- _WRITTEN EXERCISE_: Pick out each line of the material below that contains the string "monkey", treating the match as case-sensitive.

Dataset rows showing where objects appear:
○ ○ ○ ○ ○

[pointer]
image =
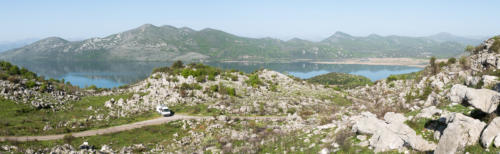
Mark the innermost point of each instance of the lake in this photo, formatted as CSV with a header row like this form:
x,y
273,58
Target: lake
x,y
113,74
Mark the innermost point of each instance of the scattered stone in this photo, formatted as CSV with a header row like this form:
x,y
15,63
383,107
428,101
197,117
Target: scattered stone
x,y
491,132
460,132
483,99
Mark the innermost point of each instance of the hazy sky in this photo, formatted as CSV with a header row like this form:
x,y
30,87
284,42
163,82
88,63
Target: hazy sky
x,y
307,19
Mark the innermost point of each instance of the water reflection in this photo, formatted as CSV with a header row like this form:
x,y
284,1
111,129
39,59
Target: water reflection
x,y
113,74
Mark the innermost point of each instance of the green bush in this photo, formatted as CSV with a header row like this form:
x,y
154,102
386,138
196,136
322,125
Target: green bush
x,y
495,47
392,78
452,60
193,86
30,84
177,64
464,62
341,80
254,80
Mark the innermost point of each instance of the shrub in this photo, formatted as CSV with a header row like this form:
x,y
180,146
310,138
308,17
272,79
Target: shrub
x,y
14,70
30,84
452,60
392,78
193,86
4,76
434,67
254,80
162,69
470,48
43,87
342,80
13,79
464,62
178,64
68,138
495,47
391,85
94,87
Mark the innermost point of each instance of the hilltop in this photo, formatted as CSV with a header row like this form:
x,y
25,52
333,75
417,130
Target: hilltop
x,y
168,43
449,107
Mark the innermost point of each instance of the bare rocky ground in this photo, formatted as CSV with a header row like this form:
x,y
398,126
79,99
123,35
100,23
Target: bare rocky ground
x,y
446,108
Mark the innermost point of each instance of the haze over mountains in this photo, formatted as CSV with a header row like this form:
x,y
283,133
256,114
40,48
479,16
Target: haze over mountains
x,y
166,43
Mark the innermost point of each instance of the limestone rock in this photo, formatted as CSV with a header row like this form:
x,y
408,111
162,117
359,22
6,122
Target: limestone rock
x,y
390,134
460,132
489,80
491,132
483,99
429,112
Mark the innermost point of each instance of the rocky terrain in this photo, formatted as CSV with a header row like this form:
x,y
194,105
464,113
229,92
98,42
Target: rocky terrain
x,y
449,107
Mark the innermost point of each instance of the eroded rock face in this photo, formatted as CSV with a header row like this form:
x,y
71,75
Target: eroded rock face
x,y
460,132
389,134
429,112
483,99
491,132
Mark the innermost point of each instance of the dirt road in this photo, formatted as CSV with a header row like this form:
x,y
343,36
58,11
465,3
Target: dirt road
x,y
125,127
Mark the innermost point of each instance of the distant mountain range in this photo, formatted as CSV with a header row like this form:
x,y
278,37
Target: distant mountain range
x,y
166,43
4,46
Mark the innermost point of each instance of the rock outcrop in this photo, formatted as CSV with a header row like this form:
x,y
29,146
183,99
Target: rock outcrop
x,y
460,132
492,132
390,134
483,99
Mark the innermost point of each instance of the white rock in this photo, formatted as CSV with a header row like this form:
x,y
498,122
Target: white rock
x,y
483,99
491,132
496,142
391,117
429,112
390,134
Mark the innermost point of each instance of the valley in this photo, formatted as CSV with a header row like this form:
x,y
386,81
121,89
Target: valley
x,y
447,107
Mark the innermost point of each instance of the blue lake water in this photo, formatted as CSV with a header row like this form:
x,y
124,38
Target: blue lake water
x,y
114,74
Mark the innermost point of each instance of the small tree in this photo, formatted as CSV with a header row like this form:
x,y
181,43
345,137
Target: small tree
x,y
434,66
452,60
178,64
470,49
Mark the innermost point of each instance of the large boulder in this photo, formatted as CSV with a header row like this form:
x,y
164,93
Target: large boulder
x,y
460,132
429,112
390,134
491,132
483,99
489,80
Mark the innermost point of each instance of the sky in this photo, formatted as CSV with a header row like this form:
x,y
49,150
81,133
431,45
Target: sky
x,y
283,19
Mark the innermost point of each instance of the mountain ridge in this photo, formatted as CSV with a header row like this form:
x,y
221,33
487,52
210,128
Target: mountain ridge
x,y
165,43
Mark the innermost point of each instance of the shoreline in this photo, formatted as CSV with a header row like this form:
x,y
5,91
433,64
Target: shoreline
x,y
420,63
412,62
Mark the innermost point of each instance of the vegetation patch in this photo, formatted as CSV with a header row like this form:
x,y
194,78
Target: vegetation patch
x,y
23,119
343,80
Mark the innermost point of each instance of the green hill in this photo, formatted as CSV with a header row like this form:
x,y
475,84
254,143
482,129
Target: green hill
x,y
167,43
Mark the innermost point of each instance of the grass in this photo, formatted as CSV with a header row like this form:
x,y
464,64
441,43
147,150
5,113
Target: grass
x,y
199,109
336,99
459,108
162,134
419,126
341,80
477,148
23,119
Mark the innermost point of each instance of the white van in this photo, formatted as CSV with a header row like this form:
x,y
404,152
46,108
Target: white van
x,y
164,111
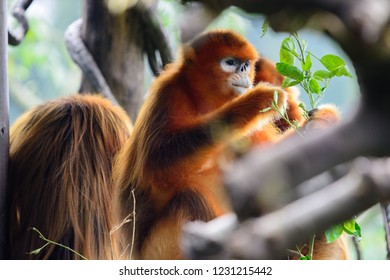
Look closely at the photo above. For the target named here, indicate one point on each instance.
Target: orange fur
(192, 114)
(61, 157)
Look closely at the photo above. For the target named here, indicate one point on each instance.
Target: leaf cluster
(296, 65)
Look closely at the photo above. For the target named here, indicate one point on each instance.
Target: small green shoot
(350, 227)
(315, 82)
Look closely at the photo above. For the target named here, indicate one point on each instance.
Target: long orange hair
(61, 156)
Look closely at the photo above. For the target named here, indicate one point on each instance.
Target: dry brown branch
(16, 36)
(269, 236)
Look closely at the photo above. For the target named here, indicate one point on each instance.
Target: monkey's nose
(244, 67)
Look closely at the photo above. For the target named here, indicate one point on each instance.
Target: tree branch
(269, 236)
(83, 58)
(15, 37)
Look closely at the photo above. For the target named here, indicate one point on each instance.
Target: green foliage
(314, 82)
(350, 227)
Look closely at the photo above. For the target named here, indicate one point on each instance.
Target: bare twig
(48, 242)
(269, 236)
(83, 58)
(15, 37)
(386, 218)
(156, 41)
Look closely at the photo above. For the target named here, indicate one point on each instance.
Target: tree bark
(4, 124)
(116, 43)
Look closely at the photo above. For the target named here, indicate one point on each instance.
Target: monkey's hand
(325, 116)
(266, 95)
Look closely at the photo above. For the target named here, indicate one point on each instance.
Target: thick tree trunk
(4, 124)
(116, 43)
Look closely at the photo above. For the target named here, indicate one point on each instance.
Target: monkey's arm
(201, 135)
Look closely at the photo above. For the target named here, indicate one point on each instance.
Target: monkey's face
(238, 74)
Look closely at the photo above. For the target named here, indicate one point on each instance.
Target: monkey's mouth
(240, 88)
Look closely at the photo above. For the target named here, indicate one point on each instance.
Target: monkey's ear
(188, 54)
(265, 71)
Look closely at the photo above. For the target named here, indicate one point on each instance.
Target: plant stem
(48, 241)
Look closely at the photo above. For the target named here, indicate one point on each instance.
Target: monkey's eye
(229, 64)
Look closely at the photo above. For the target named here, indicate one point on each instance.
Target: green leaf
(314, 86)
(307, 65)
(264, 28)
(302, 106)
(341, 71)
(333, 233)
(332, 62)
(351, 227)
(265, 110)
(290, 71)
(276, 96)
(321, 74)
(287, 82)
(287, 51)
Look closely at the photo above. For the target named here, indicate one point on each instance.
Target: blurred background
(40, 69)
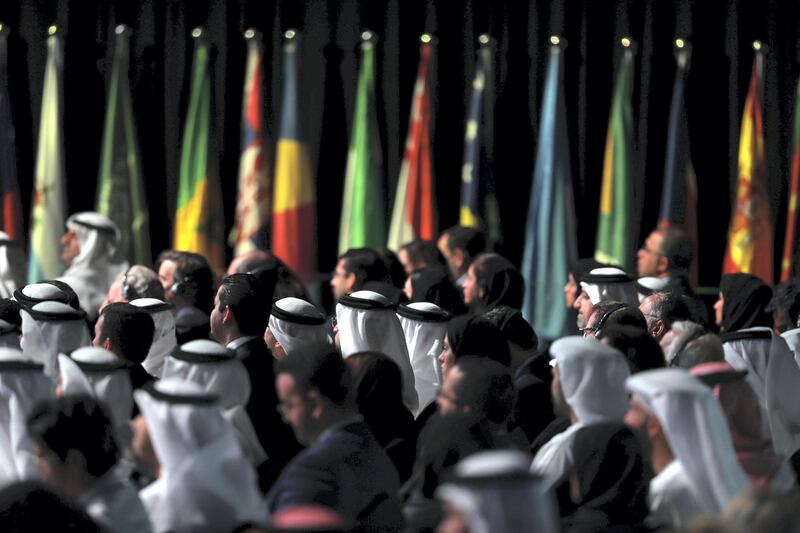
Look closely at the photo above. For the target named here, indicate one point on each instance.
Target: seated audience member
(91, 249)
(367, 322)
(378, 386)
(76, 452)
(691, 453)
(750, 344)
(609, 481)
(589, 387)
(343, 467)
(127, 331)
(492, 280)
(492, 491)
(23, 385)
(204, 482)
(766, 470)
(297, 327)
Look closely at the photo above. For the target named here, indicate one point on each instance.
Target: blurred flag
(49, 201)
(199, 222)
(120, 191)
(294, 203)
(750, 235)
(363, 210)
(616, 234)
(550, 239)
(253, 204)
(414, 214)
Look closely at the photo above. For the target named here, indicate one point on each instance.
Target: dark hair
(326, 373)
(130, 330)
(244, 295)
(470, 240)
(366, 264)
(76, 422)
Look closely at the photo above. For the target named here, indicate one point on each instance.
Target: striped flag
(550, 239)
(10, 207)
(478, 202)
(616, 235)
(750, 235)
(414, 214)
(294, 202)
(199, 223)
(253, 205)
(679, 190)
(789, 263)
(49, 201)
(363, 210)
(120, 192)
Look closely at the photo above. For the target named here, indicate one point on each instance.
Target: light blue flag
(550, 240)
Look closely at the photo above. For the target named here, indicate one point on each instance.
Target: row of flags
(277, 211)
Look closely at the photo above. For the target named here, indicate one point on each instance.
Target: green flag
(363, 210)
(120, 192)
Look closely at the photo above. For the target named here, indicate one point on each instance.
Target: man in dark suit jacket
(343, 468)
(238, 320)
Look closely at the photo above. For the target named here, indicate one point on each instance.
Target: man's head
(312, 390)
(460, 245)
(126, 330)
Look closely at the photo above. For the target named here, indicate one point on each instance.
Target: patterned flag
(253, 205)
(550, 240)
(478, 202)
(49, 201)
(120, 193)
(199, 223)
(363, 211)
(616, 235)
(294, 204)
(789, 263)
(10, 208)
(750, 235)
(679, 191)
(414, 214)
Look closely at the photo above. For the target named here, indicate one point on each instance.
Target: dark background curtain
(721, 32)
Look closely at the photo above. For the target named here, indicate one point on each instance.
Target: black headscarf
(745, 301)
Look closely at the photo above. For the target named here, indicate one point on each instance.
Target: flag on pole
(10, 207)
(49, 201)
(294, 203)
(550, 238)
(199, 223)
(616, 235)
(120, 192)
(679, 190)
(363, 211)
(478, 202)
(414, 214)
(254, 203)
(750, 235)
(789, 263)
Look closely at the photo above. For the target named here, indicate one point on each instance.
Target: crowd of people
(170, 399)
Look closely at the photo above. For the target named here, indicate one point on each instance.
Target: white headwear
(205, 482)
(22, 386)
(592, 379)
(50, 328)
(424, 326)
(12, 266)
(216, 369)
(299, 327)
(697, 432)
(93, 271)
(367, 322)
(496, 494)
(610, 283)
(164, 340)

○ ○ ○ ○ ○

- _CORRECT OUTPUT_:
Target: monkey's nose
Target: monkey's hand
Target: monkey's arm
Target: monkey's face
Target: monkey's mouth
Target: monkey's ear
Target: monkey's eye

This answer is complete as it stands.